* Requirements
Rewrite the stretch from the start of the items through the line containing "[[[0,292],[0,319],[4,319],[6,313],[25,314],[25,294],[23,292]]]" as a JSON list of strings, one string per line, leaving out blank lines.

* Extracted material
# # # # #

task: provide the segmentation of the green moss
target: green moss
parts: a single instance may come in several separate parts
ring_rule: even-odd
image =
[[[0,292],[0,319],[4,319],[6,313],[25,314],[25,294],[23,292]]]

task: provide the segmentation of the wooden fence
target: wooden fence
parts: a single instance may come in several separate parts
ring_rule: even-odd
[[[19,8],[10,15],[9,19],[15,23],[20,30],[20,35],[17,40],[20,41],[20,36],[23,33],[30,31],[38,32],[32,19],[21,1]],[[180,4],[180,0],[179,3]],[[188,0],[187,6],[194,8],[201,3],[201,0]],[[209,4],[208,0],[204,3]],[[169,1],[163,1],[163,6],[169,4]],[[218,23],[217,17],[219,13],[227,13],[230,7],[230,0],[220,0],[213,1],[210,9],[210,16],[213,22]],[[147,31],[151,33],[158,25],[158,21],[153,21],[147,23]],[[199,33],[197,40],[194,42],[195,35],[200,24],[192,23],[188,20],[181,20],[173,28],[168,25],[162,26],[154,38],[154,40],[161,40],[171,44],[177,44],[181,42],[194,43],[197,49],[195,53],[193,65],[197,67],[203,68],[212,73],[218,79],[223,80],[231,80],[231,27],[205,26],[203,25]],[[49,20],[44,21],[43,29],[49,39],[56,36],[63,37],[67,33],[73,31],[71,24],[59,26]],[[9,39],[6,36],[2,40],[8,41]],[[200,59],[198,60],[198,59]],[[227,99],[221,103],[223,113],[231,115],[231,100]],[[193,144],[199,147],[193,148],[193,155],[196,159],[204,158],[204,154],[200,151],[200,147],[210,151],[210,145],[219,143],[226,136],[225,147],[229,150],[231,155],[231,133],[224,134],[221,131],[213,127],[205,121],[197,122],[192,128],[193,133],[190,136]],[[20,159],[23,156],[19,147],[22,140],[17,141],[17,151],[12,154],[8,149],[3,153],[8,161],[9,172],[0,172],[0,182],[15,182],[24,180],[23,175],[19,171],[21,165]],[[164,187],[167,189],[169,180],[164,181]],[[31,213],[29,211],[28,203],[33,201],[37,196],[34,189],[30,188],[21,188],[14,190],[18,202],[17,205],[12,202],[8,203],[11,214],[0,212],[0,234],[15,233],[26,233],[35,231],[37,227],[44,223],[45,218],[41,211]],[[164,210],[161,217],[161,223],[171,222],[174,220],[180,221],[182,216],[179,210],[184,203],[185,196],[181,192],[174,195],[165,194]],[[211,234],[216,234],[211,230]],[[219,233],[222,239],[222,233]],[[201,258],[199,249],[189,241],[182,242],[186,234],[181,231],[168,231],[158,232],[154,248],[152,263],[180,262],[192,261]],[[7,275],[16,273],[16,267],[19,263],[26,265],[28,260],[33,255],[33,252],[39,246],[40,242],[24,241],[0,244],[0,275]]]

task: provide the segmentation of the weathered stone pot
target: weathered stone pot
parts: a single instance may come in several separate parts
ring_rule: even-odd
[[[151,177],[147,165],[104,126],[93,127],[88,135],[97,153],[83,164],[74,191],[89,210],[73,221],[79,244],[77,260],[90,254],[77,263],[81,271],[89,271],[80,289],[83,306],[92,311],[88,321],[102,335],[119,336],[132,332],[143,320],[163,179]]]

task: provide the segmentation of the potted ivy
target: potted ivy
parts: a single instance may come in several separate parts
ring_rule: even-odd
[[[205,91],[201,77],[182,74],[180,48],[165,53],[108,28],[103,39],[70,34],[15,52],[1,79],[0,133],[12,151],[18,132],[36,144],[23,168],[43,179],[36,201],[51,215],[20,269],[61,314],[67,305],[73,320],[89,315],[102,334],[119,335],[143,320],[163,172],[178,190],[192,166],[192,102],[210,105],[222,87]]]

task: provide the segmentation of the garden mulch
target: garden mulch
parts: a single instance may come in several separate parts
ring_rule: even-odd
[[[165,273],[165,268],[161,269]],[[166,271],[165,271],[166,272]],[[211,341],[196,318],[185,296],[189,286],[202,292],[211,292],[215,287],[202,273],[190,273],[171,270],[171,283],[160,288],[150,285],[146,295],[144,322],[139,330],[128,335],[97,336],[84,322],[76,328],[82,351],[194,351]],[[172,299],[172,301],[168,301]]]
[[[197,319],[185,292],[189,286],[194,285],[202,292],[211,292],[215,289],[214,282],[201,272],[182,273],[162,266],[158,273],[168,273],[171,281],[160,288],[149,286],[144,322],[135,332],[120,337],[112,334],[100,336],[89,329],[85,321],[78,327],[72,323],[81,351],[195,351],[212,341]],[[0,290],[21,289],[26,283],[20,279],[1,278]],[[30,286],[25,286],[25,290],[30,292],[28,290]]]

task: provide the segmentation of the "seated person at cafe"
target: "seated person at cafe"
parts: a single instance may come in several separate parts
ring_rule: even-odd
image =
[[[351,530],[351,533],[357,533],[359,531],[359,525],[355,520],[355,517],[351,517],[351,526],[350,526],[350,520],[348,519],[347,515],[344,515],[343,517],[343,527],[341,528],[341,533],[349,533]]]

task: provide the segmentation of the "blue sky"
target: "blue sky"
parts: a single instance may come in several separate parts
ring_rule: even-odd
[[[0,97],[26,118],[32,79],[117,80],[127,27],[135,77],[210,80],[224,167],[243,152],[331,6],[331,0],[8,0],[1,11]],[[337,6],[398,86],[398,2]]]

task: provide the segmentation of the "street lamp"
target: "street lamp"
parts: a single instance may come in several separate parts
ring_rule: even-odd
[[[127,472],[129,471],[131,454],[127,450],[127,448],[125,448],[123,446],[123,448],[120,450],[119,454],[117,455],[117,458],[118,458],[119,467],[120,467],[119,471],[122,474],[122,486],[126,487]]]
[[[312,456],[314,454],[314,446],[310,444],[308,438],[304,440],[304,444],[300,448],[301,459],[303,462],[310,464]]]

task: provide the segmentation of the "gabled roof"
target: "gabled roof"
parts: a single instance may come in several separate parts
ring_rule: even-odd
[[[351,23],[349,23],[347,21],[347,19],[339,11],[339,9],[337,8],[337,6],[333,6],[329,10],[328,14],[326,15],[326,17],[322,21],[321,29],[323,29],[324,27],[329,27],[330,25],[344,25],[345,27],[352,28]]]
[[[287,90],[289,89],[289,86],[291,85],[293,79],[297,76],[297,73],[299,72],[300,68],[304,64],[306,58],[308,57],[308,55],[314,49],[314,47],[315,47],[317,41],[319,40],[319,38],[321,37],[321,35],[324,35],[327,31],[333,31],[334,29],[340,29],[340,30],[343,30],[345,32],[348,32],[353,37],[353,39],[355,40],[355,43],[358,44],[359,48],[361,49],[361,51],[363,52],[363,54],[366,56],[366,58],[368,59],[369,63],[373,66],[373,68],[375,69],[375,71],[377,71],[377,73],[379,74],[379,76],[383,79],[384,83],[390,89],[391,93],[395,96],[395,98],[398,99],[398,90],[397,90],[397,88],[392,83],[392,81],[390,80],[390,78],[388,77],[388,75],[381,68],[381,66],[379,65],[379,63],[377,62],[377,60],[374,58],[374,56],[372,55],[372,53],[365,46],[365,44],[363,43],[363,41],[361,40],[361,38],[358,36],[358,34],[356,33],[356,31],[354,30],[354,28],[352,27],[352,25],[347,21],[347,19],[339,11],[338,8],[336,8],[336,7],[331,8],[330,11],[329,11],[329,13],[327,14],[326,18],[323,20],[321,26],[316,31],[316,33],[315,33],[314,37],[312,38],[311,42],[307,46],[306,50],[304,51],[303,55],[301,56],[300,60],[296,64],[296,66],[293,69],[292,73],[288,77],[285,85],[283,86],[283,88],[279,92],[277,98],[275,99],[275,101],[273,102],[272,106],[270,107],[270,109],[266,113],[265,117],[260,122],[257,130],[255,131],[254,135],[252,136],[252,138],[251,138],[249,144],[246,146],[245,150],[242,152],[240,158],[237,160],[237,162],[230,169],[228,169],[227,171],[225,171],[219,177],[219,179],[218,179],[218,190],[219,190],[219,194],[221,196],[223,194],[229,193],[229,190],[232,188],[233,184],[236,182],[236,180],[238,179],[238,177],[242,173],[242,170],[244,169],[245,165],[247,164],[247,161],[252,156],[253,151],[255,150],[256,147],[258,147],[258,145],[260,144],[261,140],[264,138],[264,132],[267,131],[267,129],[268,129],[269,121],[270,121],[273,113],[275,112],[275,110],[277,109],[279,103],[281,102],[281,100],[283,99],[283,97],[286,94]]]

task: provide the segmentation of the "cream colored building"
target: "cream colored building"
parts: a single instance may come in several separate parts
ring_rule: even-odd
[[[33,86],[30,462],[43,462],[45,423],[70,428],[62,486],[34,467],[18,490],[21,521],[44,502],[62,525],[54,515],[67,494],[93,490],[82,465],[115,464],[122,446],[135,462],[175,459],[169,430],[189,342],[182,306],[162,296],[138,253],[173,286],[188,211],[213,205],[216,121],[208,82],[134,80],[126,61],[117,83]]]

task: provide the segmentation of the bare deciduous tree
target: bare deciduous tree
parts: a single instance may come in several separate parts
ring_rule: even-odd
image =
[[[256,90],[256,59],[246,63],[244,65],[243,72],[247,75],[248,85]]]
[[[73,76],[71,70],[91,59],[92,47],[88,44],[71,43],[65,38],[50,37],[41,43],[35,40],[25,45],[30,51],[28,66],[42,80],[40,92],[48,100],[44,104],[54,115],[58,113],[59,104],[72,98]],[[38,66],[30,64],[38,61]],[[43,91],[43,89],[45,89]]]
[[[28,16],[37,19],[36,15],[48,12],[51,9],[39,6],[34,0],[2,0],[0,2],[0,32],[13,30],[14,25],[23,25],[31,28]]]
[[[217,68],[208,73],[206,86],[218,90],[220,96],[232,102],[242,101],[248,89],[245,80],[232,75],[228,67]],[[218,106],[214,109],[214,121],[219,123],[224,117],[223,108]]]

# # # # #

* Answer
[
  "task: provide the segmentation of the green moss",
  "target: green moss",
  "parts: a single instance may come in several separate parts",
  "ring_rule: even-odd",
  "image =",
  "[[[0,292],[0,319],[4,319],[6,313],[25,314],[25,294],[23,292]]]"
]